MATERIAL FOR THIS TASK =
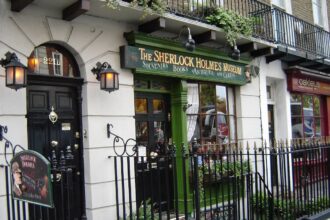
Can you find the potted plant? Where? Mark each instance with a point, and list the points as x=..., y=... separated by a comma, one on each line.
x=232, y=23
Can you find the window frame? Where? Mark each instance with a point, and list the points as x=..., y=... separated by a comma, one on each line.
x=204, y=113
x=320, y=117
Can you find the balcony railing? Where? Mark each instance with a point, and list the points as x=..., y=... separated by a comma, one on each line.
x=271, y=25
x=293, y=32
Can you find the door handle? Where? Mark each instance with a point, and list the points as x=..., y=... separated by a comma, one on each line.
x=54, y=143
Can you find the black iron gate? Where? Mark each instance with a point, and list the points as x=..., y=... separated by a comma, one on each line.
x=235, y=183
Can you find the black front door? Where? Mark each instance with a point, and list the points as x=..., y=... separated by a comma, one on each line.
x=154, y=172
x=273, y=157
x=58, y=139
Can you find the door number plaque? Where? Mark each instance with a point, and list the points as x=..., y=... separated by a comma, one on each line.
x=53, y=116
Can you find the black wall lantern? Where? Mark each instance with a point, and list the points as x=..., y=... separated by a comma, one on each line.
x=15, y=71
x=109, y=80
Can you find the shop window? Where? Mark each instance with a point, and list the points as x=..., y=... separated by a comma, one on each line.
x=52, y=60
x=211, y=115
x=317, y=12
x=306, y=116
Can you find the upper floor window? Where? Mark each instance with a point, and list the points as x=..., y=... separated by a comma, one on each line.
x=279, y=3
x=307, y=116
x=317, y=12
x=52, y=60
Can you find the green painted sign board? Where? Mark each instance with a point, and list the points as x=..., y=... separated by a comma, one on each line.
x=188, y=66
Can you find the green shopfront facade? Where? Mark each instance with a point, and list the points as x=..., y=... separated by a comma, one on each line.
x=185, y=95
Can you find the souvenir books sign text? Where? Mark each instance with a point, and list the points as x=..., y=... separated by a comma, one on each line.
x=31, y=180
x=178, y=65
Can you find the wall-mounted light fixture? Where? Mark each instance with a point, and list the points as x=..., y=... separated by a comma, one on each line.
x=251, y=71
x=236, y=53
x=189, y=43
x=15, y=71
x=109, y=80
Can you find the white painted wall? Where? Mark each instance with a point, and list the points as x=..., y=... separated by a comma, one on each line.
x=90, y=39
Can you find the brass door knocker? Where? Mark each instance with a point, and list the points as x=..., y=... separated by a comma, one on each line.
x=53, y=116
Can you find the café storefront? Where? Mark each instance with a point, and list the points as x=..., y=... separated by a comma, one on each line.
x=310, y=104
x=180, y=96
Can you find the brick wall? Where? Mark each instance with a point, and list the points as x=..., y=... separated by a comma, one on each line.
x=303, y=9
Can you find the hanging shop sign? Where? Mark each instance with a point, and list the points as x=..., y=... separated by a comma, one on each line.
x=307, y=84
x=171, y=64
x=31, y=179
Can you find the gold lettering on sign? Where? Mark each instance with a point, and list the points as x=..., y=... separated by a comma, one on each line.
x=208, y=64
x=309, y=83
x=231, y=68
x=163, y=58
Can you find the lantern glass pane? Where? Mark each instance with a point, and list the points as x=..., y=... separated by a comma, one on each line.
x=103, y=82
x=19, y=75
x=110, y=80
x=10, y=75
x=116, y=81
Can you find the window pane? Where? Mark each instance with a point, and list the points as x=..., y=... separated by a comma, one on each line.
x=141, y=106
x=279, y=3
x=193, y=127
x=158, y=105
x=232, y=126
x=309, y=126
x=317, y=106
x=231, y=101
x=308, y=102
x=223, y=128
x=159, y=85
x=192, y=112
x=208, y=127
x=207, y=97
x=221, y=99
x=159, y=127
x=142, y=132
x=297, y=127
x=295, y=105
x=317, y=12
x=318, y=132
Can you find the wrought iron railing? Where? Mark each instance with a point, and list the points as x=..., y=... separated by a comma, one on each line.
x=296, y=33
x=269, y=24
x=280, y=182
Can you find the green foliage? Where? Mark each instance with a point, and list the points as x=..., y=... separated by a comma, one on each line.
x=288, y=208
x=148, y=6
x=216, y=170
x=232, y=23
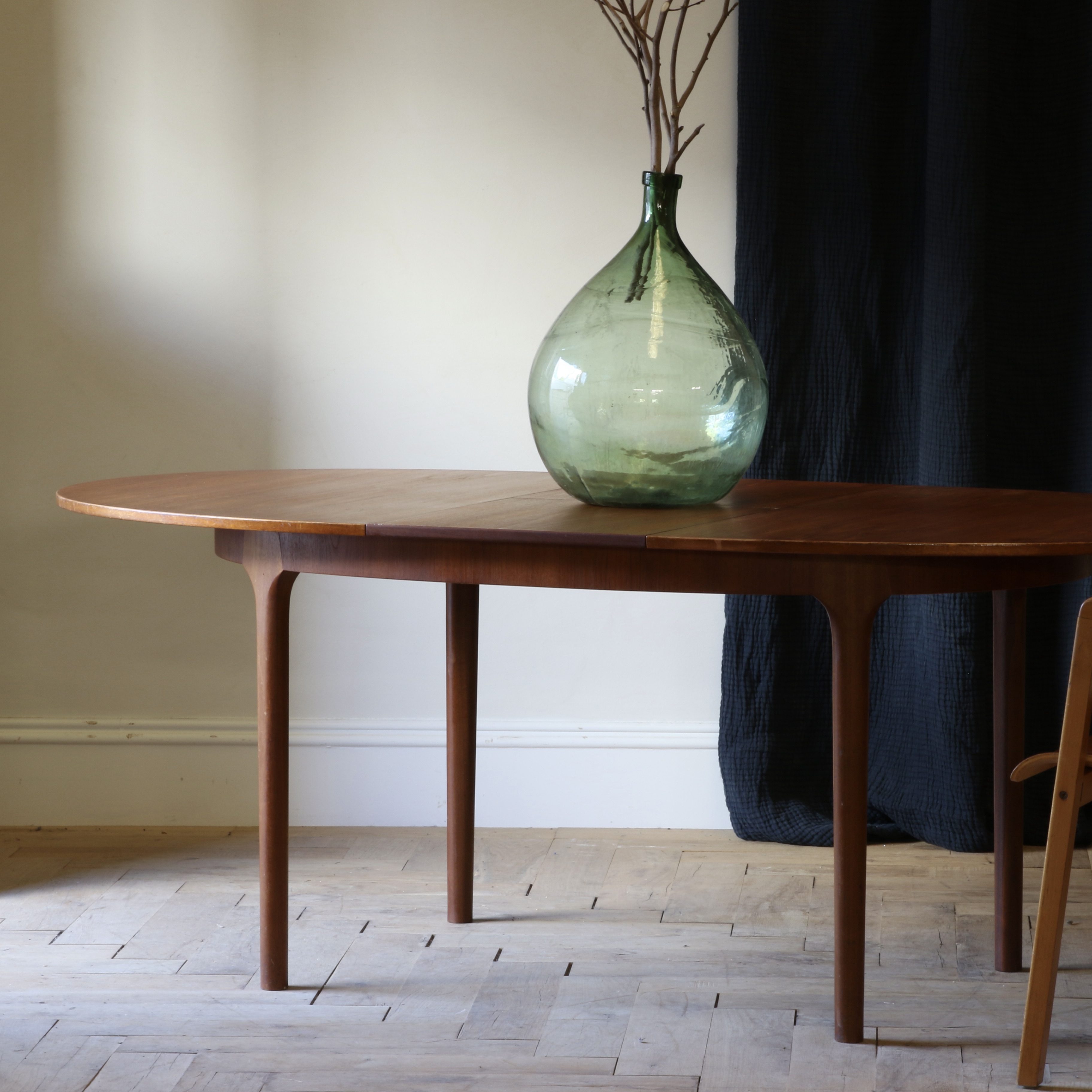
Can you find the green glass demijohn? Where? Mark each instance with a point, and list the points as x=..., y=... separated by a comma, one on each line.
x=649, y=390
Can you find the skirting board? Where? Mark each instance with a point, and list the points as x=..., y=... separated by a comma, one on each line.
x=363, y=733
x=359, y=774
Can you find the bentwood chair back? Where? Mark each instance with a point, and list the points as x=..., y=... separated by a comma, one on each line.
x=1073, y=787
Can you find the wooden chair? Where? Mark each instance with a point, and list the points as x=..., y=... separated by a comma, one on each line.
x=1073, y=787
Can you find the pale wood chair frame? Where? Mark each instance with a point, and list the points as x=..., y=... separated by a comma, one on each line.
x=1073, y=787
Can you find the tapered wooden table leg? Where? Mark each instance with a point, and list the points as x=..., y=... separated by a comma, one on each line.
x=851, y=625
x=272, y=590
x=1009, y=620
x=462, y=742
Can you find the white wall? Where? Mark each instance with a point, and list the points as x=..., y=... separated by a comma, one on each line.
x=319, y=233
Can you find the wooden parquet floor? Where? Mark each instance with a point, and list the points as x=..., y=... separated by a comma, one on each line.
x=661, y=961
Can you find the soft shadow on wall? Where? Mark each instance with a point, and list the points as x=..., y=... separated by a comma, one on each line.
x=134, y=342
x=266, y=233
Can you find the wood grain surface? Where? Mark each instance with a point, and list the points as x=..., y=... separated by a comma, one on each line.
x=125, y=965
x=756, y=517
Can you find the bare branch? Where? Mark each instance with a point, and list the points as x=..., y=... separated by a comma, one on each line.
x=673, y=125
x=662, y=106
x=729, y=9
x=686, y=143
x=623, y=31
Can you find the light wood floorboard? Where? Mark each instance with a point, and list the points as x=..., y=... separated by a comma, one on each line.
x=630, y=960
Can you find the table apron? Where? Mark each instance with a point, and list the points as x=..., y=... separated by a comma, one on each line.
x=616, y=568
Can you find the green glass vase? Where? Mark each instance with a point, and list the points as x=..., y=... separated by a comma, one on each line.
x=649, y=391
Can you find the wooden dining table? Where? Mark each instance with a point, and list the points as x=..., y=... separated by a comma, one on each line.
x=849, y=545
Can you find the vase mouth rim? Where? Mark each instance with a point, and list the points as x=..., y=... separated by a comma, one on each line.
x=656, y=176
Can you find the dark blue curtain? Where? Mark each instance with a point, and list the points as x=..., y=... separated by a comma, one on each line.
x=913, y=258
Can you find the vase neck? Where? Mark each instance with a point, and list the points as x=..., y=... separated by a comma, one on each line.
x=661, y=195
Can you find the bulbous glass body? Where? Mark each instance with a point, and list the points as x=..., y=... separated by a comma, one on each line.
x=649, y=391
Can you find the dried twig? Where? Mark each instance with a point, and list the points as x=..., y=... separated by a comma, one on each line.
x=630, y=23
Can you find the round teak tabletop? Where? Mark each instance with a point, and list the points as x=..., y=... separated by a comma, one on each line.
x=824, y=518
x=850, y=545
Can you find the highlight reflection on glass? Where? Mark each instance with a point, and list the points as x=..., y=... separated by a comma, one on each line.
x=649, y=391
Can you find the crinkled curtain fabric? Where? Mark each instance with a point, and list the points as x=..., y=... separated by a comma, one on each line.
x=914, y=260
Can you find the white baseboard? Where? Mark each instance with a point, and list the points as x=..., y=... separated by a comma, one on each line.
x=365, y=733
x=365, y=772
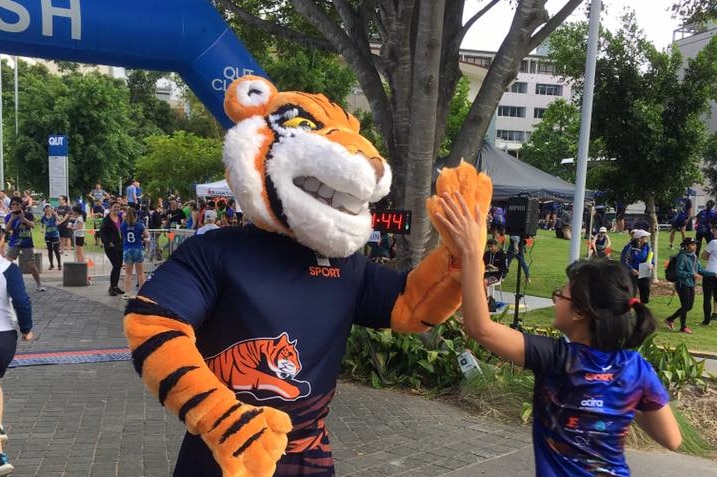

TASK PROMPT =
Everything in the material except the pictures should be output verbatim.

EXPECTED ANSWER =
Can you find the potted plant? Where? Mark each instance with a point, and list the points as x=..., y=... separated by a comma, one on each line.
x=232, y=23
Can you find the window frame? Where? Mark each instance with a point, and list the points as x=..., y=... separated by a comma, one on each line.
x=204, y=113
x=320, y=117
Can you find the balcony railing? Where? Mark each instance with a point, and list the points as x=..., y=... separated by a comma, one on each line.
x=271, y=25
x=293, y=32
Can you find the door handle? Where? Mark each instance with a point, and list the points as x=..., y=... separated by a comma, one on each line.
x=54, y=143
Can you find the black iron gate? Where? Mark each instance with a point, and list the points as x=..., y=... separated by a comma, one on each line.
x=235, y=183
Can you find the black front door? Where? Mark each instance with a point, and list the points as x=..., y=... separated by a comma, one on each line.
x=154, y=172
x=273, y=157
x=58, y=139
Can you find the door number plaque? Where? Mark each instance with a point, and list the points as x=..., y=... separated by a comma, one on each line.
x=53, y=116
Can you find the black wall lantern? Where? Mark each instance with a point, and list the points as x=..., y=... separated by a comma, one on each line.
x=15, y=71
x=109, y=80
Can you find the shop window? Where? Mark each instance with a point, and list the points as x=..., y=... separated by a comma, one on each line.
x=52, y=60
x=211, y=115
x=317, y=12
x=306, y=116
Can you find the upper floor window? Where? Mark each instance with a point, and list the points as x=..., y=... separated by a comma, one on each line.
x=279, y=3
x=307, y=116
x=317, y=12
x=52, y=60
Can you find the green painted sign board? Where? Mark each instance with a point, and list the points as x=..., y=... separated by a comma, one on each line.
x=188, y=66
Can you find the green shopfront facade? Where? Mark each instance with a point, and list the points as x=..., y=... separated by a comma, one on each line.
x=185, y=95
Can you find the souvenir books sign text? Where? Mark each instance with a point, and list the points as x=..., y=... separated by a comma, one on each line.
x=31, y=180
x=178, y=65
Can you find the wall-mounted light fixture? Where? Mark each instance with a point, and list the points as x=..., y=... separated by a comma, one on each line.
x=251, y=71
x=236, y=53
x=189, y=43
x=15, y=71
x=109, y=80
Can you find the white painted wall? Where? Mark each instance with a point, and list the points as x=..., y=... separated by a comma, one on each line.
x=90, y=39
Can you find the brass door knocker? Where? Mark each instance with a point, and list the points as x=..., y=... separated by a comma, one on each line.
x=53, y=116
Can you find the café storefront? Where? Mark each instance with a point, and list the points as x=..., y=... separated by a comma, one on each line.
x=310, y=104
x=180, y=96
Can you find the brick wall? Where? Mark each instance with a point, and list the points as x=..., y=... separated by a comma, one on each line.
x=303, y=9
Can you find the hanging shop sign? Where? Mark each instance with a point, and list the points as x=..., y=... separated by a comma, one on each line.
x=307, y=84
x=171, y=64
x=31, y=179
Can you find the gold lettering on sign? Where? Mark each instance with a point, and list the points as x=..., y=... separated by a comma, one on each line.
x=208, y=64
x=309, y=83
x=231, y=68
x=163, y=58
Can you find the lantern glass pane? Where? Mark each instance with a point, and list the points as x=..., y=... separated by a comma, one on each line.
x=103, y=82
x=19, y=75
x=110, y=80
x=10, y=75
x=116, y=81
Can you find the window pane? Where? Mark each instance with a point, and list the points as x=..., y=... separated by a comma, one on each line.
x=141, y=106
x=279, y=3
x=193, y=127
x=158, y=105
x=232, y=126
x=309, y=126
x=317, y=106
x=231, y=101
x=308, y=102
x=223, y=128
x=159, y=85
x=192, y=112
x=208, y=127
x=207, y=97
x=221, y=99
x=159, y=127
x=142, y=132
x=297, y=127
x=295, y=105
x=317, y=12
x=318, y=132
Can you find the wrought iron railing? Where? Mark each instance with a point, and list the points as x=..., y=... separated by a comma, one on each line.
x=296, y=33
x=269, y=24
x=280, y=182
Can you find the green foliage? Where? Mark each instance with a point, and list the points as x=..., y=... separated by a comma, one on each line.
x=288, y=208
x=148, y=6
x=216, y=170
x=232, y=23
Can you find the green glass demijohn? Where? Mark each instance with a point, and list the points as x=..., y=... separated by a comma, one on each line.
x=649, y=390
Can you find the skirting board? Where? Mark each instance with a point, and list the points as x=..., y=... separated by a comma, one on each line.
x=363, y=733
x=359, y=774
Can you find the bentwood chair back? Where? Mark each instance with a point, and list the points as x=..., y=... separated by a comma, one on each line.
x=1073, y=787
Can you find the wooden chair? Where? Mark each instance with a point, and list the points as x=..., y=... separated by a comma, one on each line.
x=1073, y=787
Can you find the pale wood chair frame? Where? Mark each instance with a point, and list the points as x=..., y=... separated by a comma, one on each line.
x=1073, y=787
Can you find the tapered wooden table leg? Where? Mark each instance with a point, and list the points as x=..., y=... separated by a comma, one on each line.
x=851, y=625
x=272, y=590
x=1009, y=620
x=462, y=742
Can you find the white wall? Where? Mark each instance with a point, and list the points as x=..., y=... separated by a comma, one on each line.
x=319, y=233
Can you find the wooden parquet floor? Where? Mark each instance with a point, and list the points as x=..., y=... separated by a comma, one on each line.
x=661, y=961
Can you find the soft shadow on wall? Where? Mark each instance with a point, and list the points as x=..., y=... separated by a comma, one on each line.
x=134, y=342
x=266, y=233
Can you find the wood grain surface? Where? Mark each instance with a point, and list the points as x=..., y=... separated by a comma, one on each line.
x=125, y=965
x=756, y=517
Can you find the bare branch? Where? Mark each instance with a point, and list the points as x=..., y=... separated by a comma, one on each line.
x=673, y=125
x=662, y=106
x=729, y=9
x=686, y=143
x=623, y=31
Can you find the light wood floorboard? Where? Mark each instance with a point, and list the points as x=..., y=... separated by a comma, one on each line.
x=630, y=960
Can you find the table apron? Where? Mark each instance with a point, and list the points as x=..., y=... separated by a comma, one on each line.
x=616, y=568
Can you find the green glass vase? Where? Mark each instance with a point, and list the points as x=..., y=... separated by a comma, one on each line.
x=649, y=391
Can you find the wooden dining table? Where? Mark each instance with a point, and list the points as x=..., y=... separated by a comma, one on each line.
x=849, y=545
Can you find the vase mouth rim? Where? Mark each instance with a point, and list the points as x=..., y=... separated by a comma, one on each line.
x=656, y=176
Can you find the dark blue curtain? Where? Mark each instance with a point, and list the points as x=..., y=... separated by a comma, one on each line.
x=913, y=258
Can you find the vase neck? Where? Mark each instance with a point, and list the points as x=..., y=... separated by a comma, one on each line.
x=661, y=195
Can you find the bulbous glass body? Where? Mark each instance with a point, and list the points as x=..., y=... separated by a comma, one on each line.
x=649, y=391
Can you find the dried twig? Where? Mark each instance with a point, and list the points as x=..., y=... separated by a comma, one on each line.
x=630, y=23
Can you find the round teak tabletop? Where? Mark each instance with a point, and list the points as x=..., y=... separated by a comma, one on each line.
x=824, y=518
x=850, y=545
Can you find the highlight reflection on glass? Where? Mark each instance with a point, and list the points as x=..., y=... separated by a comma, one on each line.
x=649, y=391
Can you find the crinkled curtain fabric? Where? Mark each instance with a point, and list the points as x=..., y=... separated by a comma, one on each line.
x=914, y=260
Can you find the white baseboard? Where? Mark each instance with a point, and list the points as x=..., y=... separated by a comma, one on each line.
x=365, y=733
x=365, y=772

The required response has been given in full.